** start **

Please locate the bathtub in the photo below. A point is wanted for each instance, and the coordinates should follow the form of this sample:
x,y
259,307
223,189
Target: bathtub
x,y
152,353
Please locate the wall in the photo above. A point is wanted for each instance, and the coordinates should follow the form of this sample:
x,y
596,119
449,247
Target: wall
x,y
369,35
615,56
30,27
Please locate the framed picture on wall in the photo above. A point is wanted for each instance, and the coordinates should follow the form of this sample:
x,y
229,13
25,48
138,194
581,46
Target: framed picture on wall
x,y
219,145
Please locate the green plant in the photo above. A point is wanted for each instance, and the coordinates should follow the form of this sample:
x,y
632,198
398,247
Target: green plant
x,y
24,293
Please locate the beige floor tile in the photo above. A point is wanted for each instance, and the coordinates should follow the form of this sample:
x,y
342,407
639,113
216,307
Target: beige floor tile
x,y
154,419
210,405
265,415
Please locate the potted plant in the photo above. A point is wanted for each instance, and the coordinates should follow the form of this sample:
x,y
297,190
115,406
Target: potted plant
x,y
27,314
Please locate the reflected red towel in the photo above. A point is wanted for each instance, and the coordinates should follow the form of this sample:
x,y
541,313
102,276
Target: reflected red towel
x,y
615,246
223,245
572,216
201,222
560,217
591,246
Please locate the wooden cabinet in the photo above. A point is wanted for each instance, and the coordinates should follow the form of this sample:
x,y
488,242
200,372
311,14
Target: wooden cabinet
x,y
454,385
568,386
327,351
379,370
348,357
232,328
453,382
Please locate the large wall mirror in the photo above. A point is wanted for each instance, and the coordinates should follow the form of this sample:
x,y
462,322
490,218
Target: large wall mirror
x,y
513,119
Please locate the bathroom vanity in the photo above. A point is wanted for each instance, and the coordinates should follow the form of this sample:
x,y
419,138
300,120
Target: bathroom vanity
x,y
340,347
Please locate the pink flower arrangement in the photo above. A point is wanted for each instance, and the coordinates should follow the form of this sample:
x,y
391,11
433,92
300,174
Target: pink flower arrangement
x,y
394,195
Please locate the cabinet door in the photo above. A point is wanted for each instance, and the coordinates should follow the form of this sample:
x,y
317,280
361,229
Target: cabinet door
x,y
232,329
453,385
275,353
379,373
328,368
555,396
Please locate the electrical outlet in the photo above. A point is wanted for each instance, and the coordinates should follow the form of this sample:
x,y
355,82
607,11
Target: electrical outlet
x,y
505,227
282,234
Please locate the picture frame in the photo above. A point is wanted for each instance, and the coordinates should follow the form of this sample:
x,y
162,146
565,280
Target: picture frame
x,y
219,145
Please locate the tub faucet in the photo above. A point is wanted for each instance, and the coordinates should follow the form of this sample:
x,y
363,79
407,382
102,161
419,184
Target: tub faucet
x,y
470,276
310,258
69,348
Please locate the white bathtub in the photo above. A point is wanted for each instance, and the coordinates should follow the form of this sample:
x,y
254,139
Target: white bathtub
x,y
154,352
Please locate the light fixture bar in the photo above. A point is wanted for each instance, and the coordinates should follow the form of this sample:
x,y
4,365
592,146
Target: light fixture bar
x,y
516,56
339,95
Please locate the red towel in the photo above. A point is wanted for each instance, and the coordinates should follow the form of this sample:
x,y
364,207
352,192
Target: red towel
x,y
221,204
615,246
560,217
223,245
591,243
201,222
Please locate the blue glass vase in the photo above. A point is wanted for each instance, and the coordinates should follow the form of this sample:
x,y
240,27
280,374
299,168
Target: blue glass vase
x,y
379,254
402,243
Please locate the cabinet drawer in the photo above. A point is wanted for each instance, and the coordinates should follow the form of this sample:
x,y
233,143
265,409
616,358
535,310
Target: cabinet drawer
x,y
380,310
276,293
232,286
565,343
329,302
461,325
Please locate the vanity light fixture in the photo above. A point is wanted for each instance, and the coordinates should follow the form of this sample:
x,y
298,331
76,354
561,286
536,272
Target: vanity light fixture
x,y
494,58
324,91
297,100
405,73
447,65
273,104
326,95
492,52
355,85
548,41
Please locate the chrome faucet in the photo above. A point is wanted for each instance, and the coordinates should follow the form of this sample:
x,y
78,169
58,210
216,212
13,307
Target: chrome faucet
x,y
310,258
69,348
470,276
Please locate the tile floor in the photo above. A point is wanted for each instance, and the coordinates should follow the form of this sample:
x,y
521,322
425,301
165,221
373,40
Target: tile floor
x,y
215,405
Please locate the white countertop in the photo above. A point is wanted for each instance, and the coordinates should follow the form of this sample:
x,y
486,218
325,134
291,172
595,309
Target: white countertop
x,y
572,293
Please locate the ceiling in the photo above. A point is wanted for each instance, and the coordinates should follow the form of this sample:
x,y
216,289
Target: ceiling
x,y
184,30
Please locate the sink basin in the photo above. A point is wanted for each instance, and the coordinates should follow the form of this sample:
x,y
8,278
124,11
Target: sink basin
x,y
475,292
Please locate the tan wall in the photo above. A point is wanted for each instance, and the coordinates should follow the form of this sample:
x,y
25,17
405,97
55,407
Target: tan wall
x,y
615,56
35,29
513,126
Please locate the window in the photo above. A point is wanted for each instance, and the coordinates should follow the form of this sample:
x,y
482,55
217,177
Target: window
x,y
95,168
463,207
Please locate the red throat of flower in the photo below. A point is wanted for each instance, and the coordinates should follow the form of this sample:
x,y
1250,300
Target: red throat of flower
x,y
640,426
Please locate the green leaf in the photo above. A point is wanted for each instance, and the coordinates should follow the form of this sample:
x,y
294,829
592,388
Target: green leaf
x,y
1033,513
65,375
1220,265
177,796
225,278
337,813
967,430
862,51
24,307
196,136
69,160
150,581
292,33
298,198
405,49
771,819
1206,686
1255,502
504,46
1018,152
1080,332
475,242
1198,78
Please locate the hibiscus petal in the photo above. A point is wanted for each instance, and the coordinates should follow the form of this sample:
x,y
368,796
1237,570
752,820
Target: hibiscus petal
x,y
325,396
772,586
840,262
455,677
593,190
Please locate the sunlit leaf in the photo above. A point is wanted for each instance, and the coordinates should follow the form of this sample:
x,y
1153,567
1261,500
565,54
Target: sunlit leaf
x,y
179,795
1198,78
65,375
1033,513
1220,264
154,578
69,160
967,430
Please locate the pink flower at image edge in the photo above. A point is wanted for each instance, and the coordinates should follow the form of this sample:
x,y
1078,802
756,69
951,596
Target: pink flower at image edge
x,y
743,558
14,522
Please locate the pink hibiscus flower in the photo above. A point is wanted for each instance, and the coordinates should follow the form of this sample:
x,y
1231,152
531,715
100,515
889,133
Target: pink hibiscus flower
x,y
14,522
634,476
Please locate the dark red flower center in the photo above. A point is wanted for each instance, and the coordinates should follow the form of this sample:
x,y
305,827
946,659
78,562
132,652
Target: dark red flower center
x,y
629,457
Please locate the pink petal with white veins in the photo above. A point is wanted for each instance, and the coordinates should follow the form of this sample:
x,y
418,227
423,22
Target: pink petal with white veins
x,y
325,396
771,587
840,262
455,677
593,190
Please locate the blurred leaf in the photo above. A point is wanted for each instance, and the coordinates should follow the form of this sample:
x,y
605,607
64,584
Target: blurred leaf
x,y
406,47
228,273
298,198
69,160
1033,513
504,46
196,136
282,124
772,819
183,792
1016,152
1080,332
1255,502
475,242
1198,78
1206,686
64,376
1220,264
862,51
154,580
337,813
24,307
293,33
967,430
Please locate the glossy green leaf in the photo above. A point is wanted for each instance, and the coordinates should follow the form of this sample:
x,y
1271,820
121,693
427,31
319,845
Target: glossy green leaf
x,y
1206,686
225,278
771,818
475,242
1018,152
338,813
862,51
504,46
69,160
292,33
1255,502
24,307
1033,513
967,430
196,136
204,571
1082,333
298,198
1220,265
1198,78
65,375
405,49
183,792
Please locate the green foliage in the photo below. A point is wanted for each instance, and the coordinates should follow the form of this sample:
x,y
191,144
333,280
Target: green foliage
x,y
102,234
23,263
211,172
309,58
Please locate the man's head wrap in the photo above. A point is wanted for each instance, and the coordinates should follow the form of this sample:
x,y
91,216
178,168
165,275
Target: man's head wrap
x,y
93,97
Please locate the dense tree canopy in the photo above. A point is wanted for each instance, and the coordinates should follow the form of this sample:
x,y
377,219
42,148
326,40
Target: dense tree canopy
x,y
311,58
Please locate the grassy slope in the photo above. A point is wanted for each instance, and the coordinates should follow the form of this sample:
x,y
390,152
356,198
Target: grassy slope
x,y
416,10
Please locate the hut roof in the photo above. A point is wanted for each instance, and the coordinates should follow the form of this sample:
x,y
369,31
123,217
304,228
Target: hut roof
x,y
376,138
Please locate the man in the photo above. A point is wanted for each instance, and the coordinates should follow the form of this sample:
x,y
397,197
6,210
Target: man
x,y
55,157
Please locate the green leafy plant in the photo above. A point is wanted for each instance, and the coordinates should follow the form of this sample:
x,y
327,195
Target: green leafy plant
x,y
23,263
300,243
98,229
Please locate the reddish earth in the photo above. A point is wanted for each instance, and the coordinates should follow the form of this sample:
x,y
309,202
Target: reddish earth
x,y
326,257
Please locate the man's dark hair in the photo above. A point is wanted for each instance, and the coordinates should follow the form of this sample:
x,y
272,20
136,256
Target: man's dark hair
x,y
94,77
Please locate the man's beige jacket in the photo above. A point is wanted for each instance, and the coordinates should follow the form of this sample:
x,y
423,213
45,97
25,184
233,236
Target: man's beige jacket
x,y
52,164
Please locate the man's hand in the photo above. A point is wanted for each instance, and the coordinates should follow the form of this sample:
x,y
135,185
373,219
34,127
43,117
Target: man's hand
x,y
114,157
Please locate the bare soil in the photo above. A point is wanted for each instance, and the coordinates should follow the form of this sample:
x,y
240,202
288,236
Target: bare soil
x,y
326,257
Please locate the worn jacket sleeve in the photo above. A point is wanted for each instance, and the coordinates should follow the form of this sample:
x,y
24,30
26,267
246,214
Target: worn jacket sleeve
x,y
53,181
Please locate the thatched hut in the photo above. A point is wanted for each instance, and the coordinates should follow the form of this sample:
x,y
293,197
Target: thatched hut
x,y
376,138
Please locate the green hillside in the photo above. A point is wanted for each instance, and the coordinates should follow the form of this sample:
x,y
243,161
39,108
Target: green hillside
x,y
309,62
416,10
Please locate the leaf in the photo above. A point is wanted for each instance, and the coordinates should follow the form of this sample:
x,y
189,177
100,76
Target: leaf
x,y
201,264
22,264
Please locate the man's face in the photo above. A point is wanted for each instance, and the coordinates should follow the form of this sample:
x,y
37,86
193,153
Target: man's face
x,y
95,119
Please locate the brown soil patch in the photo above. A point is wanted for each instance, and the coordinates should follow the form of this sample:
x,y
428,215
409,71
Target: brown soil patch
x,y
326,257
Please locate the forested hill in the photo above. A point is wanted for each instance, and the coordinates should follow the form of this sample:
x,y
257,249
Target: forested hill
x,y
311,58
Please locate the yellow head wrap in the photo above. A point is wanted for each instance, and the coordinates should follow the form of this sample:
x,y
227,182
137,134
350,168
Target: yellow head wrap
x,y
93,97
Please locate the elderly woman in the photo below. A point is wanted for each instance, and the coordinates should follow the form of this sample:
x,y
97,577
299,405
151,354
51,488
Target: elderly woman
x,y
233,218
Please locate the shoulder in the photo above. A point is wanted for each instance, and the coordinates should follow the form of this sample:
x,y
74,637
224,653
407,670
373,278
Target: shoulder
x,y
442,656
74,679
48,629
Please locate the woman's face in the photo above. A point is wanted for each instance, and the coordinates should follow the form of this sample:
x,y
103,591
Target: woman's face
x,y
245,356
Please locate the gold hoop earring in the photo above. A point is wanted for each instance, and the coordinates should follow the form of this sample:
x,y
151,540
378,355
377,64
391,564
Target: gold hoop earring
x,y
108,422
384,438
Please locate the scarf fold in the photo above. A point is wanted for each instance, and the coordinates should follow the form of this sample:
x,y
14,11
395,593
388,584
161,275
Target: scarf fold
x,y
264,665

** end **

Copy out the material word for word, starting at the line that contains "Please locate the shoulder" and running through the very end, both ends included.

● **REPLY TO THE EXERCISE**
Please locate the shoulder in the photo above. A point is wanted for each instance, and the coordinates should follow the form of this sample:
x,y
74,637
224,653
407,670
373,278
Target: shoulder
x,y
442,656
74,679
48,629
Please locate the woman's face in the photo above. A point is wanted for each instance, and the coordinates should follow the form of this sample:
x,y
103,591
Target: woman's face
x,y
245,356
Please locate the gold hoop earring in the photo above. A point is wanted for each instance, and the coordinates should follow the form of this sample:
x,y
151,540
378,355
377,64
391,564
Target: gold hoop earring
x,y
108,422
384,438
Please locate the scarf fold in the photo above. A point is wanted for each instance, and the coordinates should follow the form of this sample:
x,y
14,11
395,593
388,584
161,275
Target: scarf fold
x,y
264,665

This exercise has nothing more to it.